Caravan Disrupts Line 3 Construction Routes, Carlton County Triggers Backlash

Carlton County, MN – On Friday, February 19, a family-friendly caravan disrupted traffic at several Line 3 construction routes. During the event, authorities announced a baseless bomb threat via FEMA’s Wireless Emergency Alerts system. The Carlton County Sheriff’s Office also made unsubstantiated connections between the water protectors and the “potential explosive hazard.”

Around noon, before the caravan started, a dozen people protested near the pipeline construction just feet away from Camp Migizi on the Fond Du Lac Reservation. The caravan first drove to a choke-point of roads used for construction access, and then to the new Line 3 corridor, where the pipeline has yet to be laid. Running parallel to the new corridor, was the current corridor with six pipelines underground. The pipeline resisters, which featured several young children, stayed until authorities issued dispersal orders.

Unicorn Riot was live for each of the protest sites. [1, 2, 3]

While the caravan was stopped at the third disruption area, authorities sent the “Imminent extreme alert” SMS messages to cell phones in Aitkin, St Louis, Pine, and Carlton Counties. More than an hour later, a clarifying message was sent saying that the initial message was sent in error to the other counties, and that is was “a localized event in Carlton County.”

◆ **DATA UNDER STUDY**:
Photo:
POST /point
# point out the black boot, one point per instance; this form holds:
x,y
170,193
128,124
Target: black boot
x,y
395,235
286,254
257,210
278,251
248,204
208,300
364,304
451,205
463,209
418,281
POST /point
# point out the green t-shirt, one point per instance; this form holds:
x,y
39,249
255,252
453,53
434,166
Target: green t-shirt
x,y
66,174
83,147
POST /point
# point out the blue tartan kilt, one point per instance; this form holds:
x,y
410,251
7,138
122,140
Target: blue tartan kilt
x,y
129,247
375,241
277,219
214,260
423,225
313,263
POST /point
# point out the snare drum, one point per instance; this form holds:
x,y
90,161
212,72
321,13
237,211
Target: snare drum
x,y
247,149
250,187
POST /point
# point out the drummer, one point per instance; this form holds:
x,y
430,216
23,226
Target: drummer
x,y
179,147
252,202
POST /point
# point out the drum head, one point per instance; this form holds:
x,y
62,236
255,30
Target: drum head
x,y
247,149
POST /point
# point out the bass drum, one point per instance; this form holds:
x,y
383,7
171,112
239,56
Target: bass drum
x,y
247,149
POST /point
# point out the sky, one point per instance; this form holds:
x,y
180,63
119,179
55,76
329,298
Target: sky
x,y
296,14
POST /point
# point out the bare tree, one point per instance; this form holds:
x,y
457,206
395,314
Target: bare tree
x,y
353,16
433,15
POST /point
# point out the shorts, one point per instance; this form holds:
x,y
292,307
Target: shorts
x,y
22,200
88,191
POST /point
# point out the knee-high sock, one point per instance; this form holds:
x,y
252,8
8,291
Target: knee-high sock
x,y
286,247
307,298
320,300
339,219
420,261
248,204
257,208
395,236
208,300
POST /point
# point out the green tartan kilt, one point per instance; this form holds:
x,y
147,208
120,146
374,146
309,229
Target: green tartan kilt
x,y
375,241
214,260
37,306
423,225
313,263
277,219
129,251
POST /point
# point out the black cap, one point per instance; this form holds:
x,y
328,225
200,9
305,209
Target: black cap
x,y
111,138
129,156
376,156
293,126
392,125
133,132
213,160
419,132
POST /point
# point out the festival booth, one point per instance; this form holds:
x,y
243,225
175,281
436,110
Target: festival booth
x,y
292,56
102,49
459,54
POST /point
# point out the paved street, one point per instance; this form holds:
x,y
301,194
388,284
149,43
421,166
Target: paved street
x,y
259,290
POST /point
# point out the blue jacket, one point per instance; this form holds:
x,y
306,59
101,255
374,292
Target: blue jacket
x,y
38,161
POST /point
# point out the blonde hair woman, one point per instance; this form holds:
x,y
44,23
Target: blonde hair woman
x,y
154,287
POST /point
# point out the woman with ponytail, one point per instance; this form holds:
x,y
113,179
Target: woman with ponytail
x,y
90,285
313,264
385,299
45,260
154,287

◆ **ACTIVITIES**:
**A.** According to the Line 3 caravan article, on what date did the caravan disrupt traffic at the construction routes?
**B.** Which counties does the Line 3 caravan article say received the "Imminent extreme alert" SMS messages? List every one.
**C.** Write the next part of the Line 3 caravan article, picking up after its final sentence.

◆ **ANSWERS FOR THE TASKS**:
**A.** Friday, February 19.

**B.** Aitkin, St Louis, Pine, and Carlton Counties.

**C.**
Three messages sent as part of the authorities’ baseless bomb scare via FEMA’s Wireless Emergency Alerts system on February 19, 2021.

This “potential explosive hazard” turned out to be false, but the psychological effects were real. When the caravan, which included Unicorn Riot journalists, attempted to go back to Camp Migizi, they were blocked by locals who believed the caravan was at fault.

Below are two press releases published by the Carlton County Sheriff’s Office.

In the first release, the Sheriff’s Office explains the county received a 911 call at 12:40 p.m. that “three people had thrown suspicious packages out.” At that same time, water protectors were complying with a dispersal order and leaving the area. Because it was a rural road leading only to worksites, the people who may have seen the alleged “suspicious packages” and called 911, had to be someone in law enforcement, a construction worker, or least-likely a water protector.

In the second release, the Sheriff’s Office states that the now-termed “suspicious device” was not “an explosive agent.” Carlton County Sheriff Kelly Lake stated: “We will push for the maximum charging and penalties for everyone involved in these types of crimes,” referring to laws against “the placement of replica devices to cause fear or panic.”

To longtime activists and water protectors, these tactics by the State are old news.

During the November 20, 2016 Highway 1806 standoff between water protectors and law enforcement at Standing Rock, an Instantaneous Blast CS grenade blew up directly on 21-year-old Sophia Wilansky’s arm.

In an apparent attempt to deflect blame onto the water protectors themselves, Morton County Sheriff’s spokesperson stated that the police couldn’t have inflicted that “type of damage to her arm” and said that “protesters” were “rigging up their own explosives.”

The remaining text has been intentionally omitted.